→ The task:
Copy out, without alteration, the records from their first line through the line containing "positive clicks: (80, 61)".
□ □ □ □ □ □ □
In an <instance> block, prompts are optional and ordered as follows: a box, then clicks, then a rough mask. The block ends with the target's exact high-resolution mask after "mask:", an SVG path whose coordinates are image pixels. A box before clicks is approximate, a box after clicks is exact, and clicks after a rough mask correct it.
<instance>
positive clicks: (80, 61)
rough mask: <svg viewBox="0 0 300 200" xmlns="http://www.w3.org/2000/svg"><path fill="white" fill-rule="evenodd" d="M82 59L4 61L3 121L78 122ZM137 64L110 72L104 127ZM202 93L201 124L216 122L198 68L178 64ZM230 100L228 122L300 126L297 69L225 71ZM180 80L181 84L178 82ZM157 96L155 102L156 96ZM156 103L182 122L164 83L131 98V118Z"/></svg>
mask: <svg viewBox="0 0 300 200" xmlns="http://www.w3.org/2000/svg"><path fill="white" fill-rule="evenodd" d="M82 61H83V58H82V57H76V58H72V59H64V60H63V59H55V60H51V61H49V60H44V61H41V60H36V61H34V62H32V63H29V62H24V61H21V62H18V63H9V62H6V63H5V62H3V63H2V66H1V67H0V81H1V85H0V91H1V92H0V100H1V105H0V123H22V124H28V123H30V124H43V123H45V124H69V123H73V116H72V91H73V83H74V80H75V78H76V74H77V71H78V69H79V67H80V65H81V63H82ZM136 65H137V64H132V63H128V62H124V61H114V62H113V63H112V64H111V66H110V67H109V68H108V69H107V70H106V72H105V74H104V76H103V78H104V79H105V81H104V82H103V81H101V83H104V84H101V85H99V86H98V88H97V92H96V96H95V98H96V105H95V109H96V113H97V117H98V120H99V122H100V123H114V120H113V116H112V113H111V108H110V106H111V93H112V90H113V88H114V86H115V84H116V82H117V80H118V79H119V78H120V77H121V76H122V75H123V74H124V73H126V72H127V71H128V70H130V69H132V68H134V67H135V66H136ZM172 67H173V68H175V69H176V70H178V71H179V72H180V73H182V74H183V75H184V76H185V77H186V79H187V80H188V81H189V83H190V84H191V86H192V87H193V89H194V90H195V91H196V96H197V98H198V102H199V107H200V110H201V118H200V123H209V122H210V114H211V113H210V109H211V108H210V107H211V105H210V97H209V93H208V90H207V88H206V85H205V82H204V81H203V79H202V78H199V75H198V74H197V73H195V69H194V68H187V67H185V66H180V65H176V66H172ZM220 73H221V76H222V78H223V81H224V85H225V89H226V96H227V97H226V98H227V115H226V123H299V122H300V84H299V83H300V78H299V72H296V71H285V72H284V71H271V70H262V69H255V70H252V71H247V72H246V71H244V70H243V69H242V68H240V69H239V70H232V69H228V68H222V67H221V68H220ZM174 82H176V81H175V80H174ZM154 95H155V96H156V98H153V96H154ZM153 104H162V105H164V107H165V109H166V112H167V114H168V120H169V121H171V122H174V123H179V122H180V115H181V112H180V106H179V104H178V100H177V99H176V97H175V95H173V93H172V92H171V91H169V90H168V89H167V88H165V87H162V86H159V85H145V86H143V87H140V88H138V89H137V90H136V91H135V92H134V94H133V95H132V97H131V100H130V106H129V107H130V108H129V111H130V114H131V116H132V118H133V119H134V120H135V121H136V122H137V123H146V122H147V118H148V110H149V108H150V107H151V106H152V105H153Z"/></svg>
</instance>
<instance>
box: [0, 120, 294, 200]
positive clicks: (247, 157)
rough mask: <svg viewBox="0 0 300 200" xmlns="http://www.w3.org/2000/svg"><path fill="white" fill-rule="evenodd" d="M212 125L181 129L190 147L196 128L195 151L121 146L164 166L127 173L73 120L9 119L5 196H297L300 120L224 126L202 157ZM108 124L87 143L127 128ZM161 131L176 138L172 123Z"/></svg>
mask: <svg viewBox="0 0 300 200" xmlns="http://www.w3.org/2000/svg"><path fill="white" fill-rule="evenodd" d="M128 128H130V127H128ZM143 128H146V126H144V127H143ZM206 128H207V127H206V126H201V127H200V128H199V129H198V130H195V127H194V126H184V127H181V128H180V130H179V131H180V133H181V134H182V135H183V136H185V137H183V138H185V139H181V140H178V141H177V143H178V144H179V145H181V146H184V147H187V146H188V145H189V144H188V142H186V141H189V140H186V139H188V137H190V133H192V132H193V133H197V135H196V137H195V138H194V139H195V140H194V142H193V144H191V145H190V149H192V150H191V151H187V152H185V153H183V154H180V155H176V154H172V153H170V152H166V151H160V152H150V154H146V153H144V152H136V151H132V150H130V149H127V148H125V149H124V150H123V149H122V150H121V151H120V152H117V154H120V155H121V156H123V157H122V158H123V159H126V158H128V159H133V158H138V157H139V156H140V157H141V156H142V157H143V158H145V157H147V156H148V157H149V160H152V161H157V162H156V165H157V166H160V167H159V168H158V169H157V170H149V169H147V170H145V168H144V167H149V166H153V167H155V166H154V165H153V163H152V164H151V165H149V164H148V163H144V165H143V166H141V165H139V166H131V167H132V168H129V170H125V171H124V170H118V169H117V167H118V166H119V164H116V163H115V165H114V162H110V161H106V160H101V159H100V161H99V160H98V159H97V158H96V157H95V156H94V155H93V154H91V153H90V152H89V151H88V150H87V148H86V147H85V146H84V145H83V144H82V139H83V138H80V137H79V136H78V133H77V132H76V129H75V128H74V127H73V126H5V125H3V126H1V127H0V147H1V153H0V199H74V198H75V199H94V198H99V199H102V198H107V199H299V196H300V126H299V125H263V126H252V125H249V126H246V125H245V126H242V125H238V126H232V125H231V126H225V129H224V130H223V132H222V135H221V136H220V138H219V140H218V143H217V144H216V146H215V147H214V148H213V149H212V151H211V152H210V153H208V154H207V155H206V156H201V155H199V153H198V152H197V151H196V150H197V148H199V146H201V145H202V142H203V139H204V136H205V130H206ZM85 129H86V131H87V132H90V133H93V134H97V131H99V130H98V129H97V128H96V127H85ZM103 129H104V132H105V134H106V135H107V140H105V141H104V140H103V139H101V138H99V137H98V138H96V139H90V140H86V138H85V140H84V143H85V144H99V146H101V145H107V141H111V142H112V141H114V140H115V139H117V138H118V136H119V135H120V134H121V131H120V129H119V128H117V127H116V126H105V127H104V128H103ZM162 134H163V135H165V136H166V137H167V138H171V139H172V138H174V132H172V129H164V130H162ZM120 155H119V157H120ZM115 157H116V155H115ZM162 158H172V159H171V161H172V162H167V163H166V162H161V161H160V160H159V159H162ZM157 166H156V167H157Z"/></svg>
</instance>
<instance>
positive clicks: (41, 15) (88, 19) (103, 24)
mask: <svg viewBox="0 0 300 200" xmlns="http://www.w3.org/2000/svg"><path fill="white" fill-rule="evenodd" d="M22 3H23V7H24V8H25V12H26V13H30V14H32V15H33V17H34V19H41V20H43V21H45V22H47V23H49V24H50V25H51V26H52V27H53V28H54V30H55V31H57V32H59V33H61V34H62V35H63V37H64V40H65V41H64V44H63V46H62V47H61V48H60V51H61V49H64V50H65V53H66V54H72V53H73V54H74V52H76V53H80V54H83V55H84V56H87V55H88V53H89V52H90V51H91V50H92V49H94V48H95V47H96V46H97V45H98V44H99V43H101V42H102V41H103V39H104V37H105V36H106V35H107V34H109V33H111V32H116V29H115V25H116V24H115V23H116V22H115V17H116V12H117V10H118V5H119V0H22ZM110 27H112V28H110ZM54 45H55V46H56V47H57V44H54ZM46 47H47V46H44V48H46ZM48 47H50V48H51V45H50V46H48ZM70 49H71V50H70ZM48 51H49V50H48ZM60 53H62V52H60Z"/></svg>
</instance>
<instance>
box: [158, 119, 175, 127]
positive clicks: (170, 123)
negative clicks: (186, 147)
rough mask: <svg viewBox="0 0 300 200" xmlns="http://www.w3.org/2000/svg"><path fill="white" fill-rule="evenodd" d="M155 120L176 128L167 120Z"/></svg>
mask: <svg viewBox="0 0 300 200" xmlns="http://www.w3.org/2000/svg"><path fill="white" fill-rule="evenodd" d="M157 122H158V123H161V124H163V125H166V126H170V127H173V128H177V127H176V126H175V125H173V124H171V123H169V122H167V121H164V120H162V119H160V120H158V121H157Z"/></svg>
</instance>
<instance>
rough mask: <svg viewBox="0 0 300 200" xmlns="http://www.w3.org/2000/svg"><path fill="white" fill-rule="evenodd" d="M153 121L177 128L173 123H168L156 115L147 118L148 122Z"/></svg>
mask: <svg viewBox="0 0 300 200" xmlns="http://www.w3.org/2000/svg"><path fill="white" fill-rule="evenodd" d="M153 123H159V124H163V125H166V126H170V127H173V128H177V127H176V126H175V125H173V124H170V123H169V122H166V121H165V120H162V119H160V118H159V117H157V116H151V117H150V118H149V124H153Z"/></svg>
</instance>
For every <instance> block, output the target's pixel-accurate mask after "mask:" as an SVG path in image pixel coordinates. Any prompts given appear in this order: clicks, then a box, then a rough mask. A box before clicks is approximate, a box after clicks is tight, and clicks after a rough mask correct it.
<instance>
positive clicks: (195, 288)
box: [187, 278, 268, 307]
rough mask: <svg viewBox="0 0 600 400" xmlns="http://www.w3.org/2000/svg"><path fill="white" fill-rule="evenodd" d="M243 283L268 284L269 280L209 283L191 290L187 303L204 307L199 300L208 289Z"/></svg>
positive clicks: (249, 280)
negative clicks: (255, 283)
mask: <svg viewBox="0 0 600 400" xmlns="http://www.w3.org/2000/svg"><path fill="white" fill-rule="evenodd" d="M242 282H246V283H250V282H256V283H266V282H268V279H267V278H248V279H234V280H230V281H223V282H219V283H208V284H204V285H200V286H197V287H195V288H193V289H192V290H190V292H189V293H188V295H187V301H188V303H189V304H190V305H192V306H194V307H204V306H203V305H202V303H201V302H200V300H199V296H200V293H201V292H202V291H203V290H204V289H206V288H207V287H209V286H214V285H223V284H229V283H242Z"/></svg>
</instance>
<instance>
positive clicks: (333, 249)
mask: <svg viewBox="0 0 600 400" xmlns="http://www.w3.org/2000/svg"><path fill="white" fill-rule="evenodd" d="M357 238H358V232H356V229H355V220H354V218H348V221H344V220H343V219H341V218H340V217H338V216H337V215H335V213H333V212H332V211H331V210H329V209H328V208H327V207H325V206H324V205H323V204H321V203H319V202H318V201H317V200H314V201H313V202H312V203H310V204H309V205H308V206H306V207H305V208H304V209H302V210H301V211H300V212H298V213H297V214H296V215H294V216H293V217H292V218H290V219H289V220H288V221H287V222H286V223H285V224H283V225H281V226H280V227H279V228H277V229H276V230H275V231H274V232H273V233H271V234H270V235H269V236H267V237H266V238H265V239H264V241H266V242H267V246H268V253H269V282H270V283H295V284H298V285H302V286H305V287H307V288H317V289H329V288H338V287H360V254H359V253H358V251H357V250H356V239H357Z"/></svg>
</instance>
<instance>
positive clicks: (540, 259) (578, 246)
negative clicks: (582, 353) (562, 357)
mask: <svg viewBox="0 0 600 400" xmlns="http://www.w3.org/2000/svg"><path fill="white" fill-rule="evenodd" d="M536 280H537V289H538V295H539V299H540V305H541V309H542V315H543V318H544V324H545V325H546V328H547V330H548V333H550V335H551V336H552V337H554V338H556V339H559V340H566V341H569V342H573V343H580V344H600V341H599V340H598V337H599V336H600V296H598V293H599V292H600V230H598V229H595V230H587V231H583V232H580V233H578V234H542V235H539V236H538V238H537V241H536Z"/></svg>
□ □ □ □ □ □ □
→ Result of the exercise:
In an <instance> block, prompts are optional and ordered as follows: a box, then clicks, then a rough mask. The block ends with the target's exact high-resolution mask after "mask:", an SVG path whose coordinates are image pixels. A box before clicks is approximate, a box after clicks is exact, and clicks after a rough mask correct it.
<instance>
positive clicks: (80, 61)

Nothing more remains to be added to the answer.